Dataset excerpts on object pointing:
— start —

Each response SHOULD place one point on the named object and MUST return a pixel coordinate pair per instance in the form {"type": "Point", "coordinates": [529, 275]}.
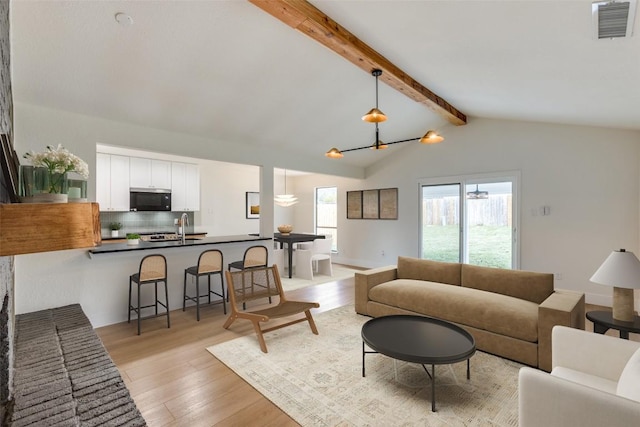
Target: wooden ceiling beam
{"type": "Point", "coordinates": [303, 16]}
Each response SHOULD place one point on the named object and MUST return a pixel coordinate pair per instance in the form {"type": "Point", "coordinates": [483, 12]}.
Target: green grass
{"type": "Point", "coordinates": [489, 246]}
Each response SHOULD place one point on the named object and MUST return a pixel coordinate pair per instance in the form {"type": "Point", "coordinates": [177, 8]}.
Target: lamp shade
{"type": "Point", "coordinates": [374, 116]}
{"type": "Point", "coordinates": [621, 269]}
{"type": "Point", "coordinates": [431, 137]}
{"type": "Point", "coordinates": [334, 153]}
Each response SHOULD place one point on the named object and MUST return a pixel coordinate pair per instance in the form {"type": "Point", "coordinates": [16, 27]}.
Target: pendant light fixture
{"type": "Point", "coordinates": [285, 200]}
{"type": "Point", "coordinates": [376, 116]}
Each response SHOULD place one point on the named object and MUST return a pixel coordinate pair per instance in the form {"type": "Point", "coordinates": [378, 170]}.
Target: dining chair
{"type": "Point", "coordinates": [269, 284]}
{"type": "Point", "coordinates": [317, 258]}
{"type": "Point", "coordinates": [153, 269]}
{"type": "Point", "coordinates": [209, 262]}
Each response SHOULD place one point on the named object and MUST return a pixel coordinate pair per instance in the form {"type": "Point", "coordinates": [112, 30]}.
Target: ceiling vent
{"type": "Point", "coordinates": [612, 19]}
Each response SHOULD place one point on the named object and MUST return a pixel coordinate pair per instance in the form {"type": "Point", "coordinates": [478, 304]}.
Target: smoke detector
{"type": "Point", "coordinates": [612, 19]}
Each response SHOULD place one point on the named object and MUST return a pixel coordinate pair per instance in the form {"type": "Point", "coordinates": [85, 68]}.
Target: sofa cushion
{"type": "Point", "coordinates": [593, 381]}
{"type": "Point", "coordinates": [431, 271]}
{"type": "Point", "coordinates": [497, 313]}
{"type": "Point", "coordinates": [526, 285]}
{"type": "Point", "coordinates": [629, 382]}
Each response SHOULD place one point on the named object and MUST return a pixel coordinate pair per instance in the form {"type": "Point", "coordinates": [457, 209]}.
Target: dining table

— end —

Exercise prompt: Go through the material above and print all of it exactly, except the pictures.

Right answer:
Each response SHOULD place one point on the named object and MUST return a pixel coordinate pair per instance in the form {"type": "Point", "coordinates": [529, 275]}.
Target: wooden ceiling beam
{"type": "Point", "coordinates": [303, 16]}
Each response SHOULD place one point on the named object and MUST return a pixel coordinate pair per instance in the form {"type": "Point", "coordinates": [483, 12]}.
Target: green grass
{"type": "Point", "coordinates": [489, 246]}
Each response SHOULD place one point on the named object and MUST return a pixel coordinate pair per instance in the form {"type": "Point", "coordinates": [177, 8]}.
Target: lamp shade
{"type": "Point", "coordinates": [374, 116]}
{"type": "Point", "coordinates": [621, 269]}
{"type": "Point", "coordinates": [431, 137]}
{"type": "Point", "coordinates": [334, 153]}
Each response SHOULD place one point on the named object and MUST return a pixel coordinate pair per instance in the form {"type": "Point", "coordinates": [16, 27]}.
Target: pendant light fixture
{"type": "Point", "coordinates": [285, 200]}
{"type": "Point", "coordinates": [376, 116]}
Each response SHOULD place one point on the named object and MUST return a pixel coordinate pair per instance in the form {"type": "Point", "coordinates": [378, 170]}.
Target: dining chair
{"type": "Point", "coordinates": [269, 284]}
{"type": "Point", "coordinates": [317, 258]}
{"type": "Point", "coordinates": [153, 269]}
{"type": "Point", "coordinates": [209, 262]}
Each response SHOULD place one point on the named object and MUST return a pixel coordinate pair per instance in the form {"type": "Point", "coordinates": [112, 30]}.
Target: ceiling vent
{"type": "Point", "coordinates": [612, 19]}
Each response SHOULD place one point on the named object and MUST return a pixel coordinate pair per instance in the form {"type": "Point", "coordinates": [478, 304]}.
Target: smoke detector
{"type": "Point", "coordinates": [612, 19]}
Each response SHOULD place one point on the named object and MUST return a pixel coordinate pair per instance in the form {"type": "Point", "coordinates": [85, 68]}.
Target: sofa cushion
{"type": "Point", "coordinates": [593, 381]}
{"type": "Point", "coordinates": [431, 271]}
{"type": "Point", "coordinates": [497, 313]}
{"type": "Point", "coordinates": [526, 285]}
{"type": "Point", "coordinates": [629, 382]}
Each response SHOULD place one point on the named object and MUST return a pixel coordinate pair per instance in the form {"type": "Point", "coordinates": [457, 209]}.
Target: dining table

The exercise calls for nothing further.